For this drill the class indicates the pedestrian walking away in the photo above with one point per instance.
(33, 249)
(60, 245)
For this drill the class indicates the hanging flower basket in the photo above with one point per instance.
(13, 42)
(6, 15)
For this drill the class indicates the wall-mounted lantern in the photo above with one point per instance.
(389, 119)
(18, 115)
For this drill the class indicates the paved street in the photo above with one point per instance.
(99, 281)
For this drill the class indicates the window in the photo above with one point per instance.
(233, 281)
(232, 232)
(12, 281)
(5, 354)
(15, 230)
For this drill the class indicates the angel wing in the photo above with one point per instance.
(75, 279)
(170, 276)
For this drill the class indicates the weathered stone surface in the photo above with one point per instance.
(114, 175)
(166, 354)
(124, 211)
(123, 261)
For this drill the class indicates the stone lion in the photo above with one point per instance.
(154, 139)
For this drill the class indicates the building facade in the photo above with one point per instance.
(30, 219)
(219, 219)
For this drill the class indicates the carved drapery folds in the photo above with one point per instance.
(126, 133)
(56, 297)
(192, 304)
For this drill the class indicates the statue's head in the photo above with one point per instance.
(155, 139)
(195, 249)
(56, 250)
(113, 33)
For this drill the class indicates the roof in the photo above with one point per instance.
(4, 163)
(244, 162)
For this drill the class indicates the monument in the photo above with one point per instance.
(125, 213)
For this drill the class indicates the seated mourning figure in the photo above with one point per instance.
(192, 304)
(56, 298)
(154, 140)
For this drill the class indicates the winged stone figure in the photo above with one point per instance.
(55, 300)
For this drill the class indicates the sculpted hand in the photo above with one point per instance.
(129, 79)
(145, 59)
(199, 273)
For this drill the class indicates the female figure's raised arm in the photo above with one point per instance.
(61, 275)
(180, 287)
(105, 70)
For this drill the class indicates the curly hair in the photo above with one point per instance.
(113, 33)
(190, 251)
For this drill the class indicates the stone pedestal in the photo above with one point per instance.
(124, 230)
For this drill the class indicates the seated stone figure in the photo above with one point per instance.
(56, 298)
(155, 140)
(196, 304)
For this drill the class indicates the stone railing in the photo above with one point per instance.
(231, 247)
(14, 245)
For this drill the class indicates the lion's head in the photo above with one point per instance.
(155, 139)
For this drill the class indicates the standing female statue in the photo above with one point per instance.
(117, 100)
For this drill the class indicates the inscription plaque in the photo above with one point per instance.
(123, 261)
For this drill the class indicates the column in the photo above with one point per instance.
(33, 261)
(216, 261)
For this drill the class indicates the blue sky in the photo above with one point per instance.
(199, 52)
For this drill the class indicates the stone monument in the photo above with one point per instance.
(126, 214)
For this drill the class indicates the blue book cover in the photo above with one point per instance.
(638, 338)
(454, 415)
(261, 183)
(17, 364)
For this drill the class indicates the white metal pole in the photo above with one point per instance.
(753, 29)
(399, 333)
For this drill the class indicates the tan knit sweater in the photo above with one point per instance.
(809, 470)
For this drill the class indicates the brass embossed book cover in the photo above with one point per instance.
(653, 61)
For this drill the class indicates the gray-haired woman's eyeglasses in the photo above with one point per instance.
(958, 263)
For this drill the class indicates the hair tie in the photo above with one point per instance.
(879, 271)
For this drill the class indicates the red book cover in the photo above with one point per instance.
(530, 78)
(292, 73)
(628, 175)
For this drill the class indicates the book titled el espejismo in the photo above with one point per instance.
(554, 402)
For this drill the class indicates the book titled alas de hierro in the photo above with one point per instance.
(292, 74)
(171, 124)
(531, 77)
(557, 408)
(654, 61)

★ ★ ★ ★

- Written task
Can you express all the items above as a two-column CSV with the header columns "item_text" and "answer", one row per item, with each item's text and its full answer each in a single quoted field and any line breaks replaced by spaces?

- Reply
item_text,answer
"For this drill the class indicates the pedestrian walking away in the photo above with one point per instance.","(33, 249) (60, 245)"
"For this drill the class indicates the hanging flower basket in the photo above with one point per instance.","(13, 42) (6, 15)"
"For this drill the class indicates the wall-mounted lantern in the photo above with one point per instance.","(389, 119) (18, 115)"
"For this drill the class indicates the paved street in the photo above with one point per instance.","(99, 281)"
"For this drill the class indicates the window in the photo above with one point per instance.","(233, 281) (232, 232) (12, 281) (5, 354) (15, 230)"
"For this drill the class indicates the angel wing in the photo above with one point per instance.","(75, 279) (170, 276)"
"For this drill the class indicates the weathered stone surface in the photo above with one point per instance.","(114, 175) (166, 354) (124, 211) (123, 261)"
"For this drill the class indicates the stone lion in the photo above with one point per instance.","(154, 139)"
"For this drill the class indicates the building facade in the photo above with one point per instance.","(30, 219) (219, 219)"
"For this drill the class indicates the carved drapery folds in the photo above with one point per instance.","(126, 133) (56, 297) (192, 304)"
"For this drill the class indicates the statue's head in the photo above with one point per instance.","(155, 139) (195, 249) (56, 250) (113, 33)"
"For this drill the class indicates the roof in the photo above with one point per instance.","(4, 163) (244, 162)"
"For this drill the class indicates the monument in the photo above with one point per instance.","(125, 213)"
"For this drill the class indicates the seated mourning figure in the photo above with one point per instance.","(192, 304) (56, 298) (154, 140)"
"For this drill the class indicates the winged stone figure in the photo above with one point per instance.","(55, 300)"
"For this drill the class indicates the sculpted hand in the photo above with one point per instance.","(129, 79) (145, 59) (199, 273)"
"For this drill the class indicates the female figure's raised arm in the photo above with one point per instance.","(61, 275) (180, 287) (105, 70)"
"For this drill the class indicates the curly hair in the photo above with one point per instance.","(113, 33) (190, 251)"
"For this drill the class indicates the stone pedestal in the photo above with one point per instance.","(124, 230)"
"For this drill the class indicates the seated stone figure in the photo above with one point per instance.","(56, 298) (155, 140) (196, 304)"
"For this drill the class indicates the stone railing in the photo above with one point per instance.","(231, 247) (14, 245)"
"For this drill the class indicates the lion's head in the photo above with one point per instance.","(155, 139)"
"For this drill the class indicates the standing female statue in the photo above with one point per instance.","(117, 100)"
"For this drill the class indicates the inscription plaque in the photo above with one point per instance.","(123, 261)"
"For this drill the class indicates the column in the photo above with one point per instance.","(33, 261) (216, 261)"
"For this drill the class indicates the blue sky in the photo above with one point per instance.","(199, 52)"
"For this drill the class indicates the stone monument in the photo above with one point per instance.","(126, 214)"
"For this drill the class indicates the blue book cover in the photo above with one point per instance.","(638, 338) (454, 415) (261, 183) (17, 364)"
"For this drill the class indicates the white metal pole in the photo above with one point per instance.","(753, 29) (399, 333)"
"For this drill the class indicates the tan knit sweater in the photo above with one point per instance.","(809, 470)"
"For this drill the class indicates the brass embossed book cover in the photo above with one point per instance.","(653, 61)"
"For this drill the class indicates the gray-haired woman's eyeglasses in the photo above with one point per instance.","(958, 263)"
"For this drill the class indicates the hair tie in the photo above with one point per instance.","(879, 271)"
"For this drill the class indicates the red book cover in the photo above with one point per instance.","(530, 78) (292, 73) (628, 175)"
"For this drill the class indicates the book titled el espejismo in the photo above with one point per instance.","(554, 402)"
"For this drill the class indicates the book titled alas de hierro in the photo above with one point per instance.","(292, 74) (171, 124) (531, 77) (557, 408) (654, 61)"